• To be done: Can you repeat the lines below with "weathered concrete pillar" swapped for "worn stone column" wherever it occurs, changing nothing else and leaving out the pictures?
* START *
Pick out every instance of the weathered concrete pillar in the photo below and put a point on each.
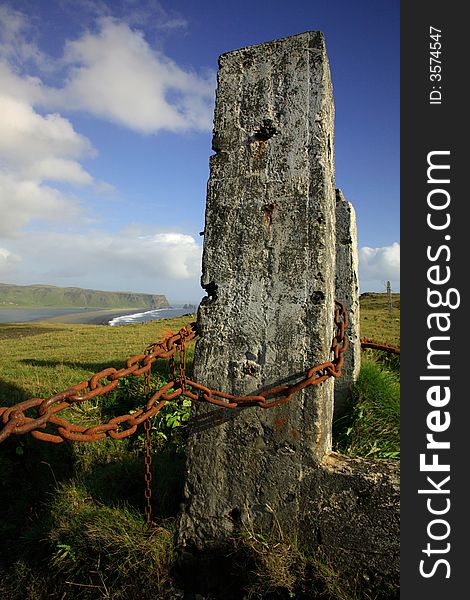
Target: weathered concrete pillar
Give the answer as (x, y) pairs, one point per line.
(269, 271)
(270, 275)
(347, 292)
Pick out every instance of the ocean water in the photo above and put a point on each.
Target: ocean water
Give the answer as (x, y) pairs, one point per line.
(150, 315)
(24, 315)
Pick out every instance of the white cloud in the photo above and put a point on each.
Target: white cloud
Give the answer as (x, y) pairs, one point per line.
(379, 265)
(115, 75)
(8, 262)
(125, 260)
(26, 137)
(24, 200)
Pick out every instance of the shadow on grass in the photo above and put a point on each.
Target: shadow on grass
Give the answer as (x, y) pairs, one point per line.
(159, 367)
(11, 394)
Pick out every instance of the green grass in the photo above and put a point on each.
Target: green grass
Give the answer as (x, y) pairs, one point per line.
(372, 426)
(377, 322)
(72, 514)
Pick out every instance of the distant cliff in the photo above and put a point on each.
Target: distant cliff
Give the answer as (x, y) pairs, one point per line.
(57, 297)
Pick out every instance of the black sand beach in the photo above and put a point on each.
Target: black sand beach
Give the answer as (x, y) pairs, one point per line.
(95, 317)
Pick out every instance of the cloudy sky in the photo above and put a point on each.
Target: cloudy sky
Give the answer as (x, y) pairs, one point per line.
(105, 133)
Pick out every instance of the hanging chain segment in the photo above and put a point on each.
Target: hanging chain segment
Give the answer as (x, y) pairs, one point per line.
(15, 421)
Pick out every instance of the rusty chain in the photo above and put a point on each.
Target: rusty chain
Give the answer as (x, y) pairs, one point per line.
(16, 422)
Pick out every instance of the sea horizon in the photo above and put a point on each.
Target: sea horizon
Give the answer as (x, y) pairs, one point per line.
(110, 316)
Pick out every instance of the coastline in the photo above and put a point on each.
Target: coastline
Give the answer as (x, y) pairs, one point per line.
(95, 317)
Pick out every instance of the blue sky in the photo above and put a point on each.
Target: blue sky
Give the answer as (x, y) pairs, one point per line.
(105, 133)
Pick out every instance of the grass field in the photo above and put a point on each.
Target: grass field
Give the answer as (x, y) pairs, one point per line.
(72, 522)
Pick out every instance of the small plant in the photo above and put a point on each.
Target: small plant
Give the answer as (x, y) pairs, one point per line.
(372, 427)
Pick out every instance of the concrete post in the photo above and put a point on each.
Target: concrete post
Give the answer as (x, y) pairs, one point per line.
(269, 271)
(347, 292)
(270, 275)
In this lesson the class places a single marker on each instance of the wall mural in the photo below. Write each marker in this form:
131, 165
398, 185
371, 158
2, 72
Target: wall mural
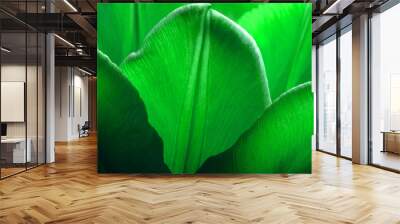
204, 88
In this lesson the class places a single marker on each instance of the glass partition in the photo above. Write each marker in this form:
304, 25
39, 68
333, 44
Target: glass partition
346, 92
22, 88
327, 95
14, 153
385, 89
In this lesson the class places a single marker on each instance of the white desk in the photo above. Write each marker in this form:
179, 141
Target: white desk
18, 145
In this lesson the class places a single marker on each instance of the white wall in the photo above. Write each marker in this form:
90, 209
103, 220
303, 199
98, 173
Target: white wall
71, 102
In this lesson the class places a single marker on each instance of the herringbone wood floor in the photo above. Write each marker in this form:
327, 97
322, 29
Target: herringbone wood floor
70, 191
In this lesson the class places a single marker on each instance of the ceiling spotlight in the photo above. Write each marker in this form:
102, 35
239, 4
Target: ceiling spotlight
5, 50
84, 71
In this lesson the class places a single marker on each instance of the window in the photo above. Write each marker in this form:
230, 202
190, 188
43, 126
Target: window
385, 89
346, 92
327, 95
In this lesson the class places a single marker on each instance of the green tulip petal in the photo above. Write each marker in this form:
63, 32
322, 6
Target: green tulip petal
279, 142
283, 33
203, 83
126, 141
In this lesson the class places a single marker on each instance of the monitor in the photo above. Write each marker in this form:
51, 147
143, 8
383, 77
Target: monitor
3, 129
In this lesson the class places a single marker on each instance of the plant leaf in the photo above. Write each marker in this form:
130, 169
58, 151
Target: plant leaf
283, 34
203, 83
279, 142
126, 141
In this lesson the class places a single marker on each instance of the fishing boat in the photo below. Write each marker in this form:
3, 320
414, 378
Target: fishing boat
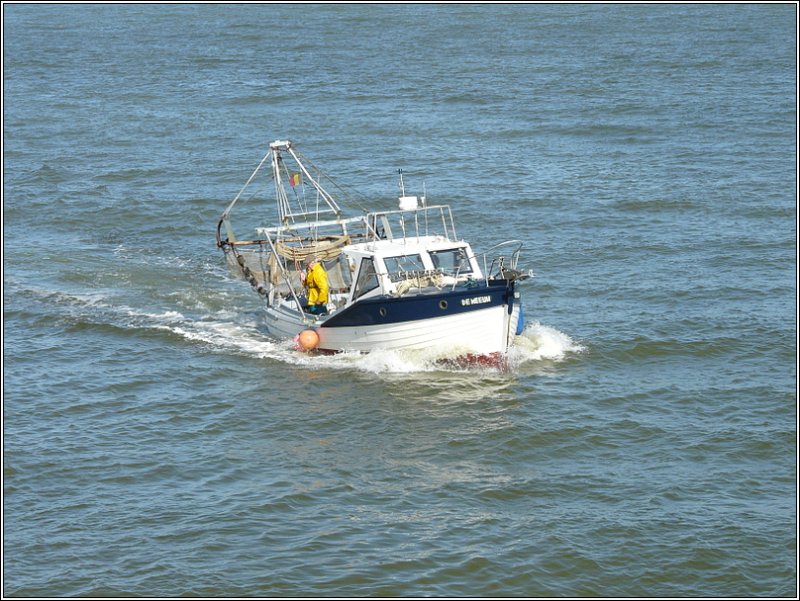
396, 279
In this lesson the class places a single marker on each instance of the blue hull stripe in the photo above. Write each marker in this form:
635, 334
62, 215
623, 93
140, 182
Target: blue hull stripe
389, 309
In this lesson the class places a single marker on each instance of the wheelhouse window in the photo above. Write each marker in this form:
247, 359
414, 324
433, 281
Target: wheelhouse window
398, 267
451, 261
367, 278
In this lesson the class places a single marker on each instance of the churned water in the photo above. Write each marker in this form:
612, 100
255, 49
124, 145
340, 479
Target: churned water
644, 440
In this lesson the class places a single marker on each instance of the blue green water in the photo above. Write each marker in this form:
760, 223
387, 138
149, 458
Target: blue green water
644, 442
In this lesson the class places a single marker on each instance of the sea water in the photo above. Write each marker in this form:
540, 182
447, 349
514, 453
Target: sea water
643, 441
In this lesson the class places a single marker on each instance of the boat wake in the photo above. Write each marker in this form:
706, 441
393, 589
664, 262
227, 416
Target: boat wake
537, 345
226, 331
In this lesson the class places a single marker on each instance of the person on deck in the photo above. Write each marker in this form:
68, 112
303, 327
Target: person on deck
316, 283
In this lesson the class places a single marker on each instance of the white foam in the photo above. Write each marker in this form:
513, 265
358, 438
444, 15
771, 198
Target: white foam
539, 342
230, 331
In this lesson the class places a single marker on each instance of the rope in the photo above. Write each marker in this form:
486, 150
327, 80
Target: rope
323, 250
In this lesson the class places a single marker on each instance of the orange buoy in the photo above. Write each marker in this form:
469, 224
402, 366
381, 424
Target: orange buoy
307, 340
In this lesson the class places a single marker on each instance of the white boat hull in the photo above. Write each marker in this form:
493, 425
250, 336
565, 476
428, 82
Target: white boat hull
482, 331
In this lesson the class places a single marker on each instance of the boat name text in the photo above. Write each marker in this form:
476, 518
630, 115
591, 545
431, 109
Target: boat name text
475, 300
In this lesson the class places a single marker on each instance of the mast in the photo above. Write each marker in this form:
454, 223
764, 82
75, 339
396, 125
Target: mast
280, 171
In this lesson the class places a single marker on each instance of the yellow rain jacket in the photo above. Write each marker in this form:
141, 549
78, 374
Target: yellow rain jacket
317, 284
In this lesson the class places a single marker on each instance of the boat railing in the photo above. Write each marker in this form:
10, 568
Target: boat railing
* END *
• Reply:
Pick out every instance of the worn stone column in the photo below and put a point on each.
Target: worn stone column
Give the answer as (x, y) pairs, one point per line.
(269, 271)
(270, 275)
(347, 292)
Pick out every instance of the ocean water in the photo above and put a point on each.
Target: ocean water
Give the answer as (x, y) pairs, one point per line.
(150, 315)
(24, 315)
Pick out every instance of the white cloud in the photo above and put a point on each.
Target: white cloud
Give the answer as (x, y) pairs, one point per line.
(379, 265)
(115, 75)
(8, 262)
(125, 260)
(26, 137)
(24, 200)
Pick out every instance of the shadow on grass in the photo above and put a point on each.
Target: shadow on grass
Give the answer as (x, y) pairs, one point per line.
(159, 367)
(11, 394)
Pick out every instance of the green grass in the photo above and put a point on each.
Target: green grass
Give the answer as (x, y) pairs, one point per line.
(372, 426)
(377, 322)
(72, 514)
Pick out every instance of the distant cliff in the photo above and put a point on each.
Target: distant cliff
Give the answer as (x, y) pairs, one point per line.
(57, 297)
Pick out every instance of the black sand beach in the photo above and put a point on each.
Target: black sand beach
Give the answer as (x, y) pairs, one point per line.
(95, 317)
Pick out every instance of the cloudy sky in the photo above and put a point on each.
Target: cloudy sky
Give the answer as (x, y) pairs, one point per line.
(105, 133)
Pick out every instance of the hanging chain segment in the photo above and put a point on each.
Target: hanging chain segment
Give the answer as (x, y) pairs, one point per line.
(15, 421)
Pick out every instance of the rusty chain in the photo above and put a point on each.
Target: rusty chain
Give the answer as (x, y) pairs, one point per line.
(16, 422)
Pick out every instance of the sea horizon in the photo above and put a point on each.
Target: sea horizon
Give the answer as (x, y) pairs, one point per line.
(110, 316)
Pick out every instance of the coastline in the photo above and put a point on each.
Target: coastline
Give the answer as (x, y) pairs, one point per line.
(95, 317)
Pick out every instance of the blue sky in the photo above and put a point on each.
Target: blue sky
Give the answer as (x, y) pairs, one point per line.
(105, 133)
Pick out every instance of the grass field in the photo above and put a point on each.
Target: grass field
Give the answer as (x, y) pairs, one point per line.
(72, 522)
Pick out every instance of the small plant in the photo above and put a point on each.
Target: small plant
Give the answer as (x, y) pairs, one point per line.
(372, 427)
Pick out every instance of the concrete post in the photo above and put a point on each.
Target: concrete post
Give the answer as (x, y) pairs, one point per line.
(269, 271)
(347, 292)
(270, 275)
In this lesson the class places a single marker on each instance of the wall mural in the photo below. Write each marker in this form:
131, 165
398, 185
371, 158
2, 72
Target: wall mural
204, 88
In this lesson the class places a single marker on each instance of the glass partition in the photo above. Write each marker in this form:
304, 25
39, 68
333, 44
Target: glass partition
346, 92
22, 88
327, 95
14, 153
385, 89
In this lesson the class places a single marker on each instance of the white desk in the photo above. Write each marker in this form:
179, 141
Target: white desk
18, 145
In this lesson the class places a single marker on each instance of the white wall in the photo above. Write each marker in this form:
90, 209
103, 220
303, 199
98, 173
Target: white wall
71, 102
In this lesson the class places a single marker on each instance of the herringbone wood floor in the photo above. Write each marker in this form:
327, 97
322, 29
Target: herringbone wood floor
70, 191
In this lesson the class places a single marker on each instance of the ceiling spotlight in the photo above. Write each marker in this form:
102, 35
239, 4
Target: ceiling spotlight
5, 50
84, 71
In this lesson the class places a single marker on each instance of the window in the photo above. Write each marker in this form:
230, 202
190, 188
43, 126
Target: window
385, 89
346, 92
327, 95
In this lesson the class places a single marker on each instance of the green tulip petal in the photo above. Write each marker in this form:
63, 32
322, 6
Target: green tulip petal
279, 142
283, 33
203, 83
126, 141
In this lesson the class places a single marker on each instance of the monitor in the photo above. Write each marker in this form:
51, 147
143, 8
383, 77
Target: monitor
3, 129
In this lesson the class places a single marker on each instance of the plant leaf in the photo above. Write each marker in this form:
130, 169
58, 151
Target: plant leaf
283, 34
203, 83
279, 142
126, 141
In this lesson the class places a single marker on each instance of the fishing boat in the photo below. Write each marker in this form:
3, 320
414, 378
Target: fishing boat
396, 279
In this lesson the class places a single marker on each instance of the blue hull stripe in the photo above. Write each marker in this form:
635, 334
62, 215
623, 93
140, 182
Target: blue hull stripe
389, 309
In this lesson the class places a single marker on each instance of the wheelhouse window in the photo above. Write each marker in this form:
247, 359
414, 324
433, 281
Target: wheelhouse window
398, 267
451, 261
367, 278
In this lesson the class places a single marker on each instance of the churned water in the photo above. Write each marker in this form:
612, 100
255, 49
124, 145
340, 479
Target: churned water
644, 440
In this lesson the class places a single marker on each instance of the blue green water in the photo above. Write each marker in this form:
760, 223
387, 138
149, 458
Target: blue green water
644, 442
In this lesson the class places a single marker on each instance of the sea water in the photo above. Write each marker in this form:
540, 182
447, 349
514, 453
Target: sea water
643, 441
In this lesson the class places a single marker on each instance of the boat wake in the photo above. Write each marker in this form:
706, 441
393, 589
664, 262
227, 416
Target: boat wake
537, 345
226, 331
In this lesson the class places a single marker on each instance of the person on deck in the photo above. Write each marker in this form:
68, 112
303, 327
Target: person on deck
316, 283
In this lesson the class places a single marker on each instance of the white foam in the photo above. Write each marker in this form:
513, 265
358, 438
444, 15
771, 198
Target: white foam
539, 342
230, 331
In this lesson the class places a single marker on each instance of the rope in the photo above. Write each marker in this form:
486, 150
327, 80
Target: rope
323, 250
In this lesson the class places a single marker on each instance of the orange buoy in the photo above. Write each marker in this form:
469, 224
402, 366
381, 424
Target: orange buoy
307, 340
In this lesson the class places a single marker on each instance of the white boat hull in the photo above. Write each marker in this form:
493, 425
250, 336
565, 476
428, 82
Target: white boat hull
482, 331
In this lesson the class places a single marker on each instance of the boat name text in the photo above. Write each marker in this form:
476, 518
630, 115
591, 545
431, 109
Target: boat name text
475, 300
In this lesson the class places a single marker on each instance of the mast in the photo above. Write each marker in this form:
454, 223
764, 82
75, 339
396, 125
Target: mast
280, 171
In this lesson the class places a single marker on each instance of the yellow rain jacket in the photo above. Write each marker in this form:
141, 549
78, 374
Target: yellow rain jacket
317, 284
In this lesson the class places a single marker on each instance of the boat railing in the photo above. Write each marker in this form:
10, 568
Target: boat railing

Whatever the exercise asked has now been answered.